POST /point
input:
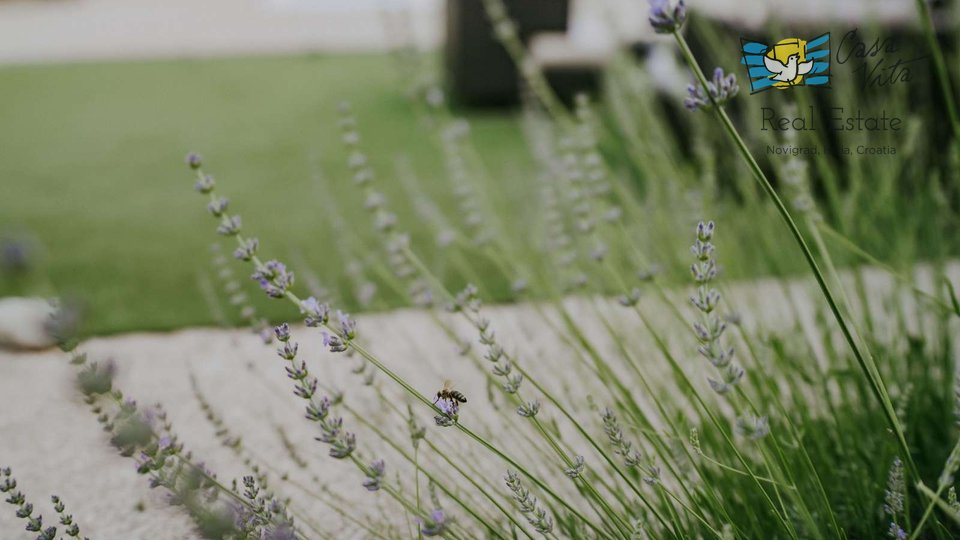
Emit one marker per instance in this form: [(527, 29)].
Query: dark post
[(479, 70)]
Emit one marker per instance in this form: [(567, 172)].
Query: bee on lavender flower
[(448, 394)]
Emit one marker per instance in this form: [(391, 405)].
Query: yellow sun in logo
[(787, 62)]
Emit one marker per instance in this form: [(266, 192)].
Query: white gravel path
[(54, 444)]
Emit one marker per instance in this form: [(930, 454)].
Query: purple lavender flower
[(896, 532), (218, 206), (246, 251), (229, 226), (435, 525), (334, 342), (288, 351), (666, 19), (720, 90), (317, 313)]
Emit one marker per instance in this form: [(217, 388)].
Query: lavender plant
[(594, 411)]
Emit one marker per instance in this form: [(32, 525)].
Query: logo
[(788, 63)]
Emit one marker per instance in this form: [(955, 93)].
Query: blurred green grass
[(91, 164)]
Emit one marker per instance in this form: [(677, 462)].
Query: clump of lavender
[(385, 222), (8, 484), (534, 513), (666, 19), (342, 443), (70, 526), (718, 92), (263, 516), (435, 524), (621, 446), (469, 303), (753, 427), (709, 330), (893, 499)]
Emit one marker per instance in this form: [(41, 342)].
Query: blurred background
[(101, 99)]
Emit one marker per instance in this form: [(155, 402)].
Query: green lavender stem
[(866, 364), (943, 75)]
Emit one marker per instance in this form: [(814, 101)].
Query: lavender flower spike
[(317, 314), (666, 19), (374, 475), (720, 90), (435, 525)]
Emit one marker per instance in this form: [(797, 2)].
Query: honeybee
[(449, 394)]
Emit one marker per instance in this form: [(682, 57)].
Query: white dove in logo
[(789, 71)]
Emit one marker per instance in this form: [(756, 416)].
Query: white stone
[(22, 323)]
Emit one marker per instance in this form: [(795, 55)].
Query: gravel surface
[(54, 444)]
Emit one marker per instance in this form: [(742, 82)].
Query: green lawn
[(91, 164)]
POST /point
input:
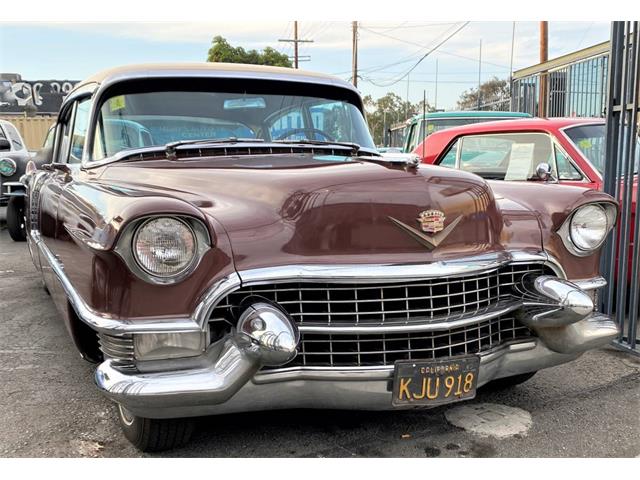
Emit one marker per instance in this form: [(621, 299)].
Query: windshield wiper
[(170, 148), (355, 148)]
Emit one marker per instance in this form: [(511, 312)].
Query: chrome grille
[(385, 304), (119, 349), (339, 350)]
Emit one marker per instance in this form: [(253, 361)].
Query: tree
[(387, 111), (490, 91), (222, 51)]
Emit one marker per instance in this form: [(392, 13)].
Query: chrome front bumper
[(559, 312)]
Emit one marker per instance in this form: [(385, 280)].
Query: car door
[(59, 173)]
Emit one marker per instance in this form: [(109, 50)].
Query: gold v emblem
[(428, 241)]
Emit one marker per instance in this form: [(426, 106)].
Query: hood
[(326, 212)]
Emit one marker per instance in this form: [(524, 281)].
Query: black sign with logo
[(37, 96)]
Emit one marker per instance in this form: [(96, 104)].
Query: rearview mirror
[(543, 171), (244, 102)]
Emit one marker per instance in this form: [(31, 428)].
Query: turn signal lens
[(160, 346), (164, 246)]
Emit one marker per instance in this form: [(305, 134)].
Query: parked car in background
[(13, 160), (421, 126), (13, 164), (295, 267), (563, 151)]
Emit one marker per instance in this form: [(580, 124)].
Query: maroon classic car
[(226, 238)]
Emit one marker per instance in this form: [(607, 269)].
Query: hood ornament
[(431, 221)]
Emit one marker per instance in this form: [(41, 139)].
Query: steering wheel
[(307, 131)]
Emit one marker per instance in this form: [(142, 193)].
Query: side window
[(411, 137), (332, 119), (565, 168), (285, 125), (505, 156), (449, 160), (63, 146), (14, 136), (80, 126)]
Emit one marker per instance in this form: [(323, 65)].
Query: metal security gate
[(621, 261)]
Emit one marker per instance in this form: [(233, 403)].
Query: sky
[(387, 50)]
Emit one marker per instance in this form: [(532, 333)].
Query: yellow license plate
[(435, 382)]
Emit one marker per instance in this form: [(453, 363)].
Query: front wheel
[(15, 219), (152, 434)]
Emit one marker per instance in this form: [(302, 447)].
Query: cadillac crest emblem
[(431, 221)]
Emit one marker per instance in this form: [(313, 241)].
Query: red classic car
[(226, 238), (566, 151)]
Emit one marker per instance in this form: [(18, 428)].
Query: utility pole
[(295, 44), (435, 101), (513, 41), (295, 40), (354, 53), (479, 73), (406, 104), (544, 56)]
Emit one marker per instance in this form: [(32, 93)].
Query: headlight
[(7, 167), (158, 346), (587, 227), (164, 247)]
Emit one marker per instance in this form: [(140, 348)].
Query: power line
[(403, 25), (409, 42), (426, 55)]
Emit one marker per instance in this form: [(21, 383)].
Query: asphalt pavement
[(50, 407)]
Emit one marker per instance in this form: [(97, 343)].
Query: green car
[(415, 129)]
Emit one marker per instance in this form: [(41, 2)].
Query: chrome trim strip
[(364, 273), (590, 283), (370, 373), (444, 323), (389, 273)]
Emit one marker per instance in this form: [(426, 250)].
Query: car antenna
[(424, 120)]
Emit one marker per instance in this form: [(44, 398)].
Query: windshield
[(590, 140), (156, 118), (437, 124)]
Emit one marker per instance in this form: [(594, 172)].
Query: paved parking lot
[(50, 406)]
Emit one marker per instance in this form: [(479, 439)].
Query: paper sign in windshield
[(520, 162)]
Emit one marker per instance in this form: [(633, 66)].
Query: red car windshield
[(590, 140)]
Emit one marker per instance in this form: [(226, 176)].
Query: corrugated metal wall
[(33, 129)]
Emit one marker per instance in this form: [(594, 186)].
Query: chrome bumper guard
[(558, 311)]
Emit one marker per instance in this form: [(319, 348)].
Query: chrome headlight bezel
[(126, 248), (12, 165), (610, 210)]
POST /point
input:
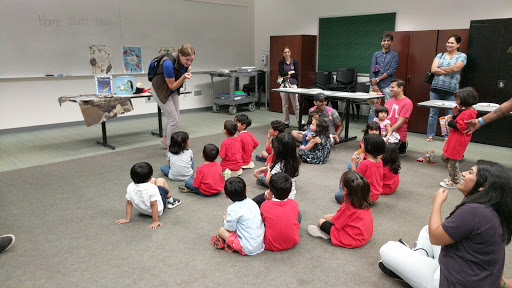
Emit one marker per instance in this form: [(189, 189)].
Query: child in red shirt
[(276, 127), (280, 215), (391, 168), (457, 142), (230, 151), (247, 140), (352, 225), (208, 180)]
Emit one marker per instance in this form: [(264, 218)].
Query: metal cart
[(232, 101)]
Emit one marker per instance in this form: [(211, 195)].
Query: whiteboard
[(53, 36)]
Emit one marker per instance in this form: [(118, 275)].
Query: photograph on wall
[(165, 50), (125, 85), (132, 59), (100, 59), (103, 84)]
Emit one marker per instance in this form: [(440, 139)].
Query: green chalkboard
[(350, 41)]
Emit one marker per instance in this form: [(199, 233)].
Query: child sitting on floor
[(179, 157), (371, 168), (280, 216), (285, 159), (243, 229), (230, 151), (381, 115), (318, 149), (391, 168), (308, 135), (276, 127), (247, 140), (457, 142), (352, 225), (147, 195), (208, 180), (371, 128)]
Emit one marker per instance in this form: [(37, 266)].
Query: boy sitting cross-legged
[(280, 215), (243, 229)]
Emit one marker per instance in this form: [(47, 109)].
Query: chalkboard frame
[(350, 41)]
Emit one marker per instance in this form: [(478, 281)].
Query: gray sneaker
[(315, 231), (6, 241), (175, 202)]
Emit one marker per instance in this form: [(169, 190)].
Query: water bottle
[(426, 158), (432, 156)]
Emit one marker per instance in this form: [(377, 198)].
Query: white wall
[(291, 17)]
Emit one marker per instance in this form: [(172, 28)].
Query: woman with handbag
[(446, 68), (289, 77)]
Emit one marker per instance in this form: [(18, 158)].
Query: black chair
[(346, 80), (251, 86)]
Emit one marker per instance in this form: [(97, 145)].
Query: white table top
[(480, 107), (328, 93)]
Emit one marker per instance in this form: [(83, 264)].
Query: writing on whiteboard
[(98, 21)]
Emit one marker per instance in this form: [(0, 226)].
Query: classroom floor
[(49, 145)]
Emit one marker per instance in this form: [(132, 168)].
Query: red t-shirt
[(249, 143), (390, 181), (281, 224), (372, 171), (399, 108), (457, 142), (231, 154), (352, 227), (209, 178)]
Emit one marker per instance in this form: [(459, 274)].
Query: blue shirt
[(449, 82), (244, 218), (387, 62), (169, 71)]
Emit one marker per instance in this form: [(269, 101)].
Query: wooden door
[(422, 50), (401, 46)]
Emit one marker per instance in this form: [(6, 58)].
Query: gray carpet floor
[(63, 215)]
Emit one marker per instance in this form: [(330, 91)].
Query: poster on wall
[(132, 59), (165, 50), (100, 59), (103, 84), (125, 85)]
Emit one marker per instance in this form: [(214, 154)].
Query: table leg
[(347, 122), (104, 136), (160, 129)]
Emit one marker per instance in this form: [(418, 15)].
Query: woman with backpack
[(171, 73)]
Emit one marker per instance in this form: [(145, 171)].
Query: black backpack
[(155, 63)]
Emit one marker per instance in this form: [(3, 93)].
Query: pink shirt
[(397, 109)]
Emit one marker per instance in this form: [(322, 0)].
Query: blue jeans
[(434, 113), (387, 96), (188, 184), (166, 168)]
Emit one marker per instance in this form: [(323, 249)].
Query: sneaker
[(218, 242), (403, 243), (226, 174), (175, 202), (248, 166), (449, 184), (6, 242), (315, 231), (388, 272), (260, 159), (184, 189)]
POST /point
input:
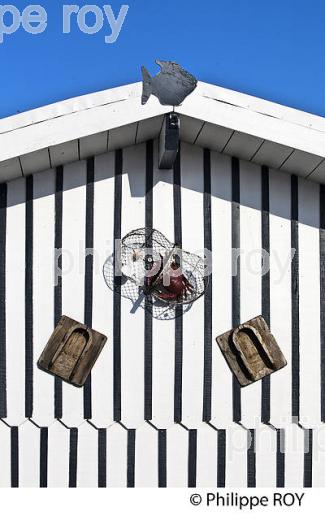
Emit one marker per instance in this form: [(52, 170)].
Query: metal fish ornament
[(171, 85)]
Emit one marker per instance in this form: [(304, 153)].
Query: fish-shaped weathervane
[(171, 85)]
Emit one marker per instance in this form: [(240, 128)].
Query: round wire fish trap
[(152, 265)]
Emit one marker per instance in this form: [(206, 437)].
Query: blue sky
[(274, 50)]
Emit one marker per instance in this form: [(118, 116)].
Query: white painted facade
[(145, 446)]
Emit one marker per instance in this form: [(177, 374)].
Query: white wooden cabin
[(160, 408)]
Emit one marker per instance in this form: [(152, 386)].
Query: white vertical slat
[(73, 268), (43, 282), (294, 443), (15, 301), (309, 304), (236, 456), (319, 457), (207, 456), (193, 320), (177, 457), (116, 456), (266, 451), (163, 332), (222, 280), (102, 373), (5, 467), (87, 462), (250, 272), (280, 292), (29, 455), (58, 456), (146, 457), (132, 323)]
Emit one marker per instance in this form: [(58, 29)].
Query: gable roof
[(223, 120)]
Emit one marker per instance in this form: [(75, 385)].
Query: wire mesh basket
[(150, 264)]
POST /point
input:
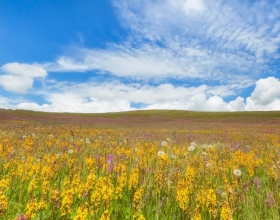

---

§ TASK BRIEF
Rewrite the stretch of the listing above, from the line containing "Emit one marker per instance in this form: [(330, 91)]." through the line containing "[(145, 446)]", as a numbered list with no blank lines. Omit the pictures.

§ WRITTEN ANSWER
1. Emit one marker per instance in this form: [(330, 91)].
2. Query: poster on wall
3. [(132, 59), (165, 50), (100, 59), (103, 84), (125, 85)]
4. Emit one marker per instance in this form: [(214, 154)].
5. Query: table leg
6. [(347, 122), (104, 136), (160, 129)]
7. Emit one marker per instance in this form: [(418, 15)].
8. Query: woman with backpack
9. [(171, 73)]
10. Emit one marker per instance in this form: [(145, 171)].
11. Query: black backpack
12. [(155, 63)]
13. Emit one marker per instance in this form: [(3, 93)].
14. Query: pink shirt
15. [(397, 109)]
16. Emit one marker per instance in this form: [(322, 0)].
17. Query: blue jeans
18. [(434, 113), (387, 96), (188, 184), (166, 168)]
19. Emit one marker per instance in this form: [(323, 249)].
20. Query: sneaker
21. [(218, 242), (403, 243), (226, 174), (175, 202), (248, 166), (449, 184), (6, 242), (315, 231), (388, 272), (260, 159), (184, 189)]
22. POST /point
23. input:
24. Emit one marker per instance in this form: [(52, 170)].
25. Query: metal fish ornament
26. [(171, 85)]
27. Emit one marker per instance in this form: [(304, 153)].
28. Query: fish-shaped weathervane
29. [(171, 85)]
30. Emit one marker per instance in this form: [(240, 128)].
31. Query: round wire fish trap
32. [(152, 265)]
33. Emit one marker per instance in this form: [(206, 437)].
34. Query: blue sky
35. [(274, 50)]
36. Emit one marker per instance in this form: [(118, 116)].
37. Query: white painted facade
38. [(145, 446)]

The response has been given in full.